To do: Continue the Mizar abstract on planes in affine spaces, picking up directly after its final line.
── Excerpt
Journal of Formalized Mathematics
Volume 2, 1990
University of Bialystok
Copyright (c) 1990
Association of Mizar Users
The abstract of the Mizar article:
-
- by
- Wojciech Leonczuk,
- Henryk Oryszczyszyn,
and
- Krzysztof Prazmowski
- Received December 5, 1990
- MML identifier: AFF_4
- [
Mizar article,
MML identifier index
]
environ
vocabulary DIRAF, BOOLE, ANALOAF, AFF_1, INCSP_1, PARSP_1, AFF_2, AFF_4;
notation TARSKI, XBOOLE_0, SUBSET_1, STRUCT_0, ANALOAF, DIRAF, AFF_1,
PAPDESAF;
constructors AFF_1, AFF_2, MEMBERED, XBOOLE_0;
clusters STRUCT_0, MEMBERED, ZFMISC_1, XBOOLE_0;
requirements SUBSET, BOOLE;
begin
reserve AS for AffinSpace;
reserve a,b,c,d,a',b',c',d',p,q,r,x,y for Element of AS;
reserve A,C,K,M,N,P,Q,X,Y,Z for Subset of AS;
theorem :: AFF_4:1
(LIN p,a,a' or LIN p,a',a) & p<>a implies ex b' st
LIN p,b,b' & a,b // a',b';
theorem :: AFF_4:2
(a,b // A or b,a // A) & a in A implies b in A;
theorem :: AFF_4:3
(a,b // A or b,a // A) & (A // K or K // A) implies
(a,b // K & b,a // K);
theorem :: AFF_4:4
(a,b // A or b,a // A) & (a,b // c,d or c,d // a,b) & a<>b implies
c,d // A & d,c // A;
theorem :: AFF_4:5
(a,b // M or b,a // M) & (a,b // N or b,a // N) & a<>b implies
M // N & N // M;
theorem :: AFF_4:6
(a,b // M or b,a // M) & (c,d // M or d,c // M) implies
a,b // c,d & a,b // d,c;
theorem :: AFF_4:7
(A // C or C // A) & a<>b & (a,b // c,d or c,d // a,b) &
a in A & b in A & c in C implies d in C;
theorem :: AFF_4:8
q in M & q in N & a in M & a' in M & b in N & b' in
N & q<>a & q<>b &
M<>N & (a,b // a',b' or b,a // b',a') & M is_line & N is_line & q=a'
implies q=b';
theorem :: AFF_4:9
q in M & q in N & a in M & a' in M & b in N & b' in
N & q<>a & q<>b &
M<>N & (a,b // a',b' or b,a // b',a') & M is_line & N is_line & a=a'
implies b=b';
theorem :: AFF_4:10
(M // N or N // M) & a in M & a' in M & b in N & b' in N & M<>N &
(a,b // a',b' or b,a // b',a') & a=a' implies b=b';
theorem :: AFF_4:11
ex A st a in A & b in A & A is_line;
theorem :: AFF_4:12
A is_line implies ex q st not q in A;
definition let AS,K,P; func Plane(K,P) -> Subset of AS equals
:: AFF_4:def 1
{a: ex b st a,b // K & b in P}; end;
definition let AS,X; attr X is being_plane means
:: AFF_4:def 2
ex K,P st K is_line & P is_line & not K // P & X = Plane(K,P);
synonym X is_plane;
end;
theorem :: AFF_4:13
not K is_line implies Plane(K,P) = {};
theorem :: AFF_4:14
K is_line implies P c= Plane(K,P);
theorem :: AFF_4:15
K // P implies Plane(K,P) = P;
theorem :: AFF_4:16
K // M implies Plane(K,P) = Plane(M,P);
theorem :: AFF_4:17
p in M & a in M & b in M & p in N & a' in N & b' in N & not p in P &
not p in Q & M<>N & a in P & a' in P & b in Q & b' in Q & M is_line & N is_line
& P is_line & Q is_line implies (P // Q or ex q st q in P & q in Q);
theorem :: AFF_4:18
a in M & b in M & a' in N & b' in N &
a in P & a' in P & b in Q & b' in Q & M<>N & M // N &
P is_line & Q is_line implies (P // Q or ex q st q in P & q in Q);
theorem :: AFF_4:19
X is_plane & a in X & b in X & a<>b implies Line(a,b) c= X;
theorem :: AFF_4:20
K is_line & P is_line & Q is_line & not K // P & not K // Q
& Q c= Plane(K,P) implies Plane(K,Q) = Plane(K,P);
theorem :: AFF_4:21
K is_line & P is_line & Q is_line & Q c= Plane(K,P)
────
── Data rows
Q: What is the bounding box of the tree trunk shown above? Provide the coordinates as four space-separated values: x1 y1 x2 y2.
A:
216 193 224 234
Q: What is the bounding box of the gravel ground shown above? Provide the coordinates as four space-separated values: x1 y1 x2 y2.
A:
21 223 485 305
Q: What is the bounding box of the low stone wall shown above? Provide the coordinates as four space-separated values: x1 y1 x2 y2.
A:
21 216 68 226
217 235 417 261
────
Result of this exercise:
implies P // Q or ex q st q in P & q in Q;
theorem :: AFF_4:22
X is_plane & M is_line & N is_line & M c= X & N c= X implies
M // N or ex q st q in M & q in N;
theorem :: AFF_4:23
X is_plane & a in X & M c= X & a in N & (M // N or N // M)
implies N c= X;
theorem :: AFF_4:24
X is_plane & Y is_plane & a in X & b in X & a in Y & b in Y &
X<>Y & a<>b implies X /\ Y is_line;
theorem :: AFF_4:25
X is_plane & Y is_plane & a in X & b in X & c in X & a in Y & b in Y &
c in Y & not LIN a,b,c implies X = Y;
theorem :: AFF_4:26
X is_plane & Y is_plane & M is_line & N is_line & M c= X &
N c= X & M c= Y & N c= Y & M<>N implies X = Y;
definition let AS,a,K such that K is_line;
func a*K -> Subset of AS means
:: AFF_4:def 3
a in it & K // it;
end;
theorem :: AFF_4:27
A is_line implies a*A is_line;
theorem :: AFF_4:28
X is_plane & M is_line & a in X & M c= X implies a*M c= X;
theorem :: AFF_4:29
X is_plane & a in X & b in X & c in X & a,b // c,d & a<>b implies d in X;
theorem :: AFF_4:30
A is_line implies ( a in A iff a*A = A );
theorem :: AFF_4:31
A is_line implies a*A = a*(q*A);
theorem :: AFF_4:32
K // M implies a*K=a*M;
definition let AS,X,Y;
pred X '||' Y means
:: AFF_4:def 4
for a,A st a in Y & A is_line & A c= X holds a*A c= Y;
end;
theorem :: AFF_4:33
X c= Y & ((X is_line & Y is_line) or (X is_plane & Y is_plane))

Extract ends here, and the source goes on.